== Given text ==
#####

Archive for November 7th, 2008

Friday, November 7, 2008

Zeng Jinyan: May the Almighty Buddha give me Faith

[The actual title of Ms Zeng’s post of November 4 apparently reads “My Confession”. If you are fluent in Chinese, please look at Ms Zeng’s original post. My translation isn’t necessarily accurate.]

[…] Today I took Baobao to Grandma and Grandpa, and in the afternoon, the state security wanted to talk with me. At the beginning of the meeting I said that I was quite tired, and on the verge of a nerveous breakdown, I said that “if the news is good, please tell me, and if it is bad news, there’s no need to tell me.”

State security said there was still something to talk…

On the Si Hui bus line, because of sort of a small thing, I was crying right in the middle of the crowd. I’m not sure when I cried last time. Maybe it was when Hu Jia got his jail sentence?

In the evening, I was back at Freedom City. When I entered the courtyard, plain-clothed police under bright headlights watched me vigilantly. There was also an ordinary infrared camera on the roof of the gate. Every time I raise my head I realize a blood flash in front of my eyes.

As I’m writing now, it is sort of a confession to the state security police. It’s also a confession to myself and to Hu Jia. In the future, when he can read it for himself, he will understand.

If you want to prolong Hu Jia’s prison term, or exacerbate his punishment, I’m certainly opposing it, but can still do nothing about it. If you release him ahead of schedule, I’m of course happy about it – I’m longing for his return. Maybe there were some aspects of our working methodology on environmental protection, AIDS, human rights which weren’t mature, and anyone may  criticize and make suggestions. But we have [or are] neither troups, nor a ruling party, and certainly no so-called conspiracy. Maybe we are too naive or simple, maybe we are too powerless; what we believe is that the one you save is the one you save – it is one at a time.

You want me to do Hu Jia’s ideological work and make him return to society soon – how should I not wish that he returns soon? But I have no opportunity – even when discussing society matters in letters with Hu Jia, he won’t receive them, so what can I do? I can only live half a life time after time and make my best efforts for the child. If you only want my shell but not my independent spirit and my will power, what should I do with this shell? If the disappearance of my spirit and will is a convenient method for you to solve your problem, to me the solution would be that my shell disappears, too. But only the divine has the right to do that. We have no right to abandon our lives. All kinds of wrongs, apart from a life depriving itself or the rights of another life also includes enslaving another life’s spirit and outward human being.

My spirit and strength are exhausted. Even looking after my child is difficult to do, she seems to feel deeply unsafe […], I’m not eating enough hot meals, [I’m not in a good state], I’m lacking sleep and I’m absent-minded. I can’t react to the matters that are happening in the world. When you dislike an organization, dislike a person, when you dislike someone’s statement, 直接找他们说去。I can’t tell people to say something or not to say something, and I have no right to do so. Who is doing good should get praise; who does bad will sooner or later be reviled; that’s common practice in China and the world.

#####

== Material provided ==
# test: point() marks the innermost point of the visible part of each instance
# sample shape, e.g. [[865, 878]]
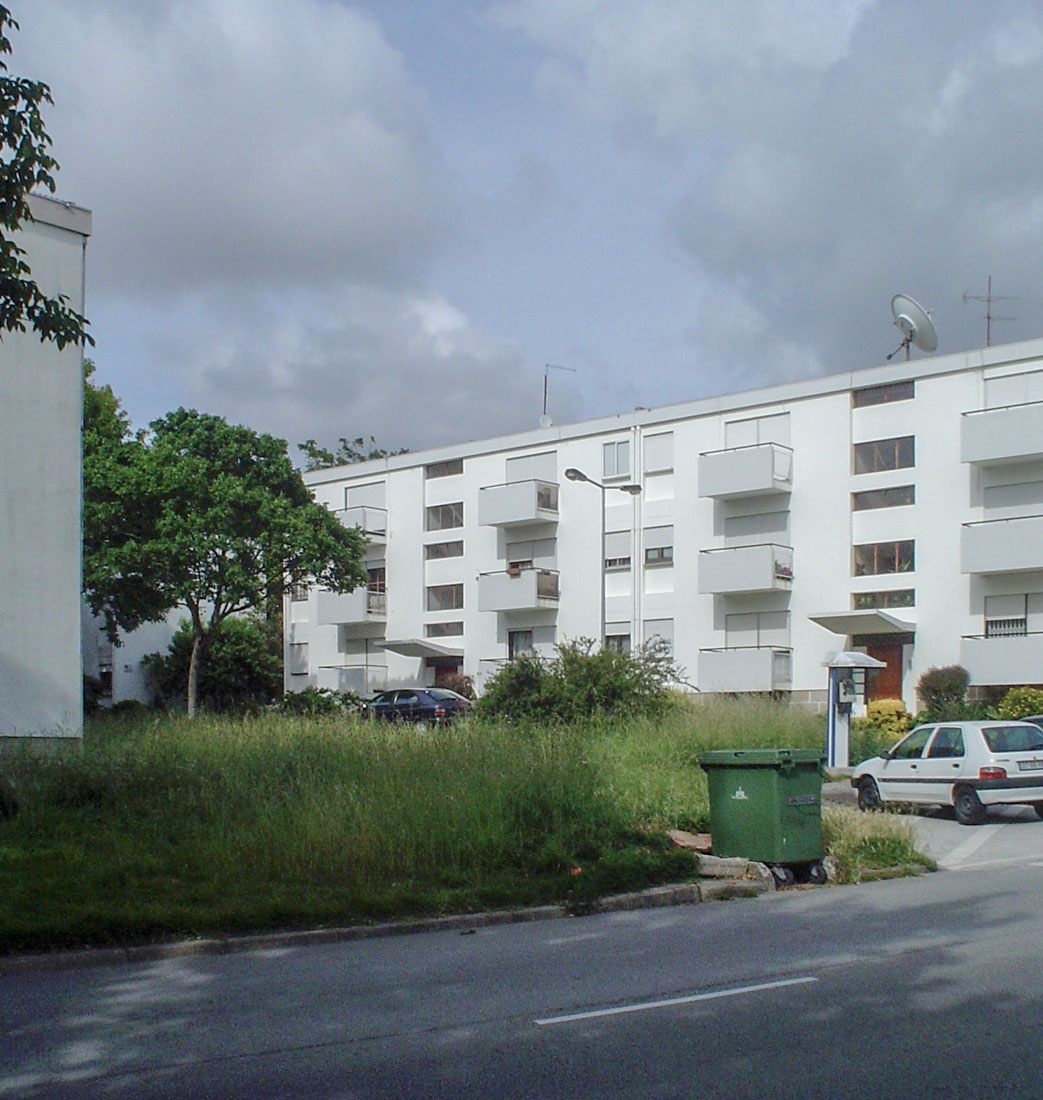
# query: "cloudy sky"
[[384, 217]]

#####

== Problem to work on ==
Write out the blog post again from the words "On the Si Hui" through "his jail sentence?", swapping "crying" for "weeping".

== Response ==
On the Si Hui bus line, because of sort of a small thing, I was weeping right in the middle of the crowd. I’m not sure when I cried last time. Maybe it was when Hu Jia got his jail sentence?